Records from a dataset
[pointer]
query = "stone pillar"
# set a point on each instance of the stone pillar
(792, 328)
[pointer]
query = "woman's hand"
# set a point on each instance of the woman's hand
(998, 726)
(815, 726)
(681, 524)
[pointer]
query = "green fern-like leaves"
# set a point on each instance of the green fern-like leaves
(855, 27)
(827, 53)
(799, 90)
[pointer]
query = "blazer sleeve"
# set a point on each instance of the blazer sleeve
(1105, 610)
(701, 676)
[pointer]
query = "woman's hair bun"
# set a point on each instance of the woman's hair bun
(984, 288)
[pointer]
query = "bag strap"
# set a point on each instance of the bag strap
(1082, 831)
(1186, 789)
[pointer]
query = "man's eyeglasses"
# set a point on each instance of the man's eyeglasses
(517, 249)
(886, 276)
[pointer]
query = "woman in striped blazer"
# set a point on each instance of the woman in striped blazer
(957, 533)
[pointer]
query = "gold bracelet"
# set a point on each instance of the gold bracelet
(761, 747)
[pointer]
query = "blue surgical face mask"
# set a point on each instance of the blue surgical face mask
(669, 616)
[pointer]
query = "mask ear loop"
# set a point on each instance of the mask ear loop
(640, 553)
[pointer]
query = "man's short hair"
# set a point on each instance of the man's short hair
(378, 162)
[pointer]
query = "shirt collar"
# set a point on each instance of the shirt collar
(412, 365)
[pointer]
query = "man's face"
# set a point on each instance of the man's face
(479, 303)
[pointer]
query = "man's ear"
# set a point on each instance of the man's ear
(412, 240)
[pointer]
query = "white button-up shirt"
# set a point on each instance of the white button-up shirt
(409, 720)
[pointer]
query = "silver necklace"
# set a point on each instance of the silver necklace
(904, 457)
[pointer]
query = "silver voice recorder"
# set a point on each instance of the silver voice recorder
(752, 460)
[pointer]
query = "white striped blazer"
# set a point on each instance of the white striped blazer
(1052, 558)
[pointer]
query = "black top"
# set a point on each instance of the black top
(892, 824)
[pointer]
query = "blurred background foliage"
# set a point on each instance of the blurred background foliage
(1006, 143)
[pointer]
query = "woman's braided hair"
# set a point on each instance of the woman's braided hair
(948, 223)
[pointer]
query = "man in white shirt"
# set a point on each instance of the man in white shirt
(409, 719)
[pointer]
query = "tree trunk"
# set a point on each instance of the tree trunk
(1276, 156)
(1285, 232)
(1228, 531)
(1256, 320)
...
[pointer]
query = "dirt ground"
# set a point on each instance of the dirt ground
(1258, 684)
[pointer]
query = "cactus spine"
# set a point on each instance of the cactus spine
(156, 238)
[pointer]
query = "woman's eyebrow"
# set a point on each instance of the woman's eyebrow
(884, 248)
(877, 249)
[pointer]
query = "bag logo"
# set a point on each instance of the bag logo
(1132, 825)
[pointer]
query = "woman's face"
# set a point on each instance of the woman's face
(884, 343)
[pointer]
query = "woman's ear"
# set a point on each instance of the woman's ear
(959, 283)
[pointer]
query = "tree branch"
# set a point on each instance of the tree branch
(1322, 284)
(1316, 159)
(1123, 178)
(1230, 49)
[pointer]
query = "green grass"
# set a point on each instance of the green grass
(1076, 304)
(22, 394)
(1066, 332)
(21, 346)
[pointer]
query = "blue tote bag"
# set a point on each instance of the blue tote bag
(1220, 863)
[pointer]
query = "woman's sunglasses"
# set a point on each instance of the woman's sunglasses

> YOUR INSTRUCTIONS: Could you write out, exactly as they stand, only the lines above that begin at the line with "# set a point on each instance of the cactus" and stop after the line with "# set a point on each instance of the woman's sunglasses"?

> RESULT OF THE EXERCISE:
# set a point on each instance of the cactus spine
(156, 238)
[pointer]
query = "woman's eyebrow"
# set a point on each instance of the woman's eyebrow
(884, 248)
(877, 249)
[pointer]
query = "bag logo"
# set a point on each instance of the bag logo
(1132, 825)
[pointer]
query = "woman's face"
# set a point on each instance of the woman's face
(884, 343)
[pointer]
query = "woman's ear"
# set a point on each instance of the woman's ear
(959, 283)
[pointer]
query = "tree branch"
# set a point on each instance of the tree branch
(1322, 284)
(1316, 159)
(1123, 178)
(1230, 49)
[pointer]
query = "green grass"
# set a point on each instance of the green grass
(1076, 304)
(22, 394)
(1066, 332)
(21, 346)
[pointer]
query = "blue tote bag"
# set a point on each instance of the blue tote bag
(1220, 863)
[pointer]
query = "woman's sunglasses"
# set a point on each instance of the woman's sunglasses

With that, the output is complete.